*** TRECHO SELECIONADO ***
Seu potencial ornamental é imenso, especialmente para o xeriscaping e o paisagismo em regiões de clima quente e seco. A frutificação das árvores femininas é um evento de beleza espetacular, cobrindo a copa de vermelho por um longo período. No entanto, o mesmo alerta dado à sua prima se aplica aqui: devido à presença das formigas agressivas, o Pajéu não deve ser plantado em locais de grande circulação de pessoas.
Na medicina tradicional, a casca e as folhas são utilizadas em chás e banhos por suas propriedades adstringentes, sendo empregadas no tratamento de feridas, febres e inflamações. As próprias formigas, com o ácido fórmico de suas picadas, também são por vezes utilizadas em preparos para o alívio de dores reumáticas.
Cultivo & Propagação do Pajéu
Cultivar um Pajéu é um convite para observar de perto uma das mais fascinantes alianças da natureza e para trazer a beleza rústica do sertão para mais perto. A propagação da Triplaris gardneriana é um processo simples, que reflete sua natureza de pioneira vigorosa.
***
■ TAREFAS A REALIZAR:
1/ Liste os problemas de saúde que, segundo o trecho sobre o Pajéu, são tratados com chás e banhos feitos da casca e das folhas.
2/ Transcreva do trecho sobre o Pajéu a parte que vai de "Seu potencial ornamental" até "de dores reumáticas.".
*** INFORMAÇÕES ***
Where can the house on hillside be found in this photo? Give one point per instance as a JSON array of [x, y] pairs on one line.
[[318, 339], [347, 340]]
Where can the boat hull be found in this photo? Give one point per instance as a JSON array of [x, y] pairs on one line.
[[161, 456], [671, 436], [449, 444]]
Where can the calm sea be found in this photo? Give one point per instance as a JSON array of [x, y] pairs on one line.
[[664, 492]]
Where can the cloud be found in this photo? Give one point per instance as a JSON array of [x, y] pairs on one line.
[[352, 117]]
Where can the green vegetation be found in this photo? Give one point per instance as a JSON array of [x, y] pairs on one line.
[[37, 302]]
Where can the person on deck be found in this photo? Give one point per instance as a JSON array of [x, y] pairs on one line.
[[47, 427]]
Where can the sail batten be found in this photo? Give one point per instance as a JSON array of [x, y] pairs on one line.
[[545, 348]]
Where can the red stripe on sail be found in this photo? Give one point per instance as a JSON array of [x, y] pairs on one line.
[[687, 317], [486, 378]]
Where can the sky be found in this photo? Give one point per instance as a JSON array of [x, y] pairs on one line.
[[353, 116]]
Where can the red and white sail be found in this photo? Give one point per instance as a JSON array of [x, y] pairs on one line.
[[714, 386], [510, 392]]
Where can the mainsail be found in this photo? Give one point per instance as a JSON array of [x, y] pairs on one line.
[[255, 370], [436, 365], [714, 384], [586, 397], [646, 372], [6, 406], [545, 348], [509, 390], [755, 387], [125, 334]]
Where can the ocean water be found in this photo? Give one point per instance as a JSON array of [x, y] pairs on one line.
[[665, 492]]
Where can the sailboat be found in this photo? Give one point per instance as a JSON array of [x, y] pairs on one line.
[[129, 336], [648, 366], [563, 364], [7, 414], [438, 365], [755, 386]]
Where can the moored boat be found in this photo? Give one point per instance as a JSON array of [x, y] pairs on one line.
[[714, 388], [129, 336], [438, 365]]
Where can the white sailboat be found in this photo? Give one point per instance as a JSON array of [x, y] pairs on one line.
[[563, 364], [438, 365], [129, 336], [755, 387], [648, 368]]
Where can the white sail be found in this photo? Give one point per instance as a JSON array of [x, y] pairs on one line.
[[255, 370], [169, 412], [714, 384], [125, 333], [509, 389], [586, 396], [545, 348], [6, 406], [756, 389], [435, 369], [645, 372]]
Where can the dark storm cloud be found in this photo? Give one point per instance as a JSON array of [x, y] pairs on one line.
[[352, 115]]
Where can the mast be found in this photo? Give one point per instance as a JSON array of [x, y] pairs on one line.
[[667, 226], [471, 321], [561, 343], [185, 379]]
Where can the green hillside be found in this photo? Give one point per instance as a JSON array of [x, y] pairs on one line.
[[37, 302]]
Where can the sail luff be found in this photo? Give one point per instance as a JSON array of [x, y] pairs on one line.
***
■ LISTA DE RESPOSTAS:
1/ Feridas, febres e inflamações.

2/
Seu potencial ornamental é imenso, especialmente para o xeriscaping e o paisagismo em regiões de clima quente e seco. A frutificação das árvores femininas é um evento de beleza espetacular, cobrindo a copa de vermelho por um longo período. No entanto, o mesmo alerta dado à sua prima se aplica aqui: devido à presença das formigas agressivas, o Pajéu não deve ser plantado em locais de grande circulação de pessoas.
Na medicina tradicional, a casca e as folhas são utilizadas em chás e banhos por suas propriedades adstringentes, sendo empregadas no tratamento de feridas, febres e inflamações. As próprias formigas, com o ácido fórmico de suas picadas, também são por vezes utilizadas em preparos para o alívio de dores reumáticas.